▸ Referring expression data
****

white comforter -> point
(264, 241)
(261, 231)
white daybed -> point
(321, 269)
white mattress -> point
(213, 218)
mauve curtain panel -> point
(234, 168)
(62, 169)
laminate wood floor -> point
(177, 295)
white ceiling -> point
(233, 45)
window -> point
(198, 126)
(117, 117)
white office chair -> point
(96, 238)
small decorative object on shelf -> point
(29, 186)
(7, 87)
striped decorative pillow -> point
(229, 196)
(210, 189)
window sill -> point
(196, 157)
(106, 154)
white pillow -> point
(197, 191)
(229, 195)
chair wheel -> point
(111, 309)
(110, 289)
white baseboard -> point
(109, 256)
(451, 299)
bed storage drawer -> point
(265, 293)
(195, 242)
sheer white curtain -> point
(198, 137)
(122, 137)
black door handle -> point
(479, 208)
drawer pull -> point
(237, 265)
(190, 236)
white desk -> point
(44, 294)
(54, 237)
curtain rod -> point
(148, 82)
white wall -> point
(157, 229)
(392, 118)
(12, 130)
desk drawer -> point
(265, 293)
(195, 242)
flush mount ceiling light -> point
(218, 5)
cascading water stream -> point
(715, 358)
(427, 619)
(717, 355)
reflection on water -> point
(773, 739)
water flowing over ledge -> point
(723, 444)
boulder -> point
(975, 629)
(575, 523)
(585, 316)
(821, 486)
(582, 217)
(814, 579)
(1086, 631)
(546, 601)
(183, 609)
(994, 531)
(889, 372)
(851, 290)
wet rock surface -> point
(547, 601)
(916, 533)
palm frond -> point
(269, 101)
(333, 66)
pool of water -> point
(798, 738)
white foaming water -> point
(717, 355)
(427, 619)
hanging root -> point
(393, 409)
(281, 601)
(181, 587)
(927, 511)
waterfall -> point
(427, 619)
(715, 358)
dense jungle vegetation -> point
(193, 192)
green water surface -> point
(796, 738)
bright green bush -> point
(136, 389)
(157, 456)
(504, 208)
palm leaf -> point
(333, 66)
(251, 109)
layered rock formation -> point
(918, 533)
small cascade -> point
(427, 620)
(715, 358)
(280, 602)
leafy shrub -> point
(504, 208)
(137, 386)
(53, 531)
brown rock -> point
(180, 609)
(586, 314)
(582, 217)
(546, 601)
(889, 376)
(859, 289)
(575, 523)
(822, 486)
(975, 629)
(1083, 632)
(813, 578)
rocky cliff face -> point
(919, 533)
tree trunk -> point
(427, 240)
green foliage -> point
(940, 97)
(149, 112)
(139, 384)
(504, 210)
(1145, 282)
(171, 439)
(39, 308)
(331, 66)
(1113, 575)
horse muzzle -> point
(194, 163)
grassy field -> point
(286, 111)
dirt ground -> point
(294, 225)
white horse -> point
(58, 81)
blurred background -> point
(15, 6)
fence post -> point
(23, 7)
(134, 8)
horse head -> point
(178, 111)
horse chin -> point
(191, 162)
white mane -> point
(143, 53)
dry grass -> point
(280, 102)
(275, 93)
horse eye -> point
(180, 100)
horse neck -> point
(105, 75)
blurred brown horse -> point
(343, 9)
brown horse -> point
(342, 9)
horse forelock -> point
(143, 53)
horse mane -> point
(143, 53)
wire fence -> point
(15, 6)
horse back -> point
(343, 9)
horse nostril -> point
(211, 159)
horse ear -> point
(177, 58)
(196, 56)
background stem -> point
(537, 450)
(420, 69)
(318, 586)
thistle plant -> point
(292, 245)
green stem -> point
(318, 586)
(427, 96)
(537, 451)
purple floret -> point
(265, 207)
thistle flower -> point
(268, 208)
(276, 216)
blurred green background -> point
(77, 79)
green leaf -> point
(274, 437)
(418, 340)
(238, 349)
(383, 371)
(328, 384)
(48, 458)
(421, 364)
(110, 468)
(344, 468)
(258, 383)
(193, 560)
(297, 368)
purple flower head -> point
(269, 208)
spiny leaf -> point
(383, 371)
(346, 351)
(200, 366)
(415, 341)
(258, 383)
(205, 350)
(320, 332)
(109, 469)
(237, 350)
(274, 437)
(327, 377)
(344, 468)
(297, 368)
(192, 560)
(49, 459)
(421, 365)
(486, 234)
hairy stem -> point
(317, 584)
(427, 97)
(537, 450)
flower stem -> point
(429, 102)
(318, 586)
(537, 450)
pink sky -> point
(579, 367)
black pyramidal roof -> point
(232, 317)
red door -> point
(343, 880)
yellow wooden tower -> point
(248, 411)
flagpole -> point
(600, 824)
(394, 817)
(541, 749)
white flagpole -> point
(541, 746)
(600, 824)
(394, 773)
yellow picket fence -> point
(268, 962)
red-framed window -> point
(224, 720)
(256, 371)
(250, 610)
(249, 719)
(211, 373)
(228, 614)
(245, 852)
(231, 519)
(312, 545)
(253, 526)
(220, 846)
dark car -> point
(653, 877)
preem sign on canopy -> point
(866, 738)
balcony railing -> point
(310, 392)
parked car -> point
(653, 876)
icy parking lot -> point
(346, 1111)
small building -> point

****

▸ YOUR INSTRUCTIONS
The lines from the one holding "horse mane -> point" to the end of the entries are to be repeated exactly, with both ends included and nothing else.

▸ WRITTEN RESPONSE
horse mane -> point
(143, 53)
wire fence -> point
(15, 6)
horse back -> point
(343, 9)
horse nostril -> point
(211, 159)
horse ear -> point
(177, 58)
(196, 56)
background stem -> point
(537, 450)
(420, 69)
(318, 586)
thistle plant -> point
(292, 245)
green stem -> point
(318, 586)
(427, 96)
(537, 451)
purple floret -> point
(265, 207)
thistle flower -> point
(268, 208)
(276, 216)
blurred green background -> point
(77, 79)
green leaf -> point
(274, 437)
(418, 340)
(238, 349)
(383, 371)
(328, 384)
(48, 458)
(421, 364)
(110, 468)
(344, 468)
(258, 383)
(193, 560)
(297, 368)
purple flower head -> point
(269, 208)
spiny leaf -> point
(383, 371)
(346, 351)
(200, 366)
(415, 341)
(258, 383)
(205, 350)
(320, 332)
(109, 469)
(237, 350)
(274, 437)
(327, 377)
(344, 468)
(297, 368)
(192, 560)
(49, 459)
(421, 365)
(486, 234)
hairy stem -> point
(317, 584)
(427, 97)
(537, 450)
flower stem -> point
(429, 102)
(318, 586)
(537, 450)
pink sky -> point
(579, 367)
black pyramidal roof -> point
(232, 317)
red door -> point
(343, 880)
yellow wooden tower -> point
(248, 411)
flagpole -> point
(600, 824)
(394, 817)
(541, 749)
white flagpole -> point
(541, 746)
(600, 824)
(394, 773)
yellow picket fence -> point
(268, 962)
red-framed window -> point
(224, 720)
(256, 371)
(250, 610)
(249, 719)
(211, 373)
(228, 614)
(245, 852)
(231, 519)
(312, 545)
(253, 526)
(220, 846)
dark car -> point
(653, 877)
preem sign on canopy -> point
(866, 738)
balcony railing -> point
(310, 392)
parked car -> point
(653, 876)
icy parking lot -> point
(346, 1111)
small building -> point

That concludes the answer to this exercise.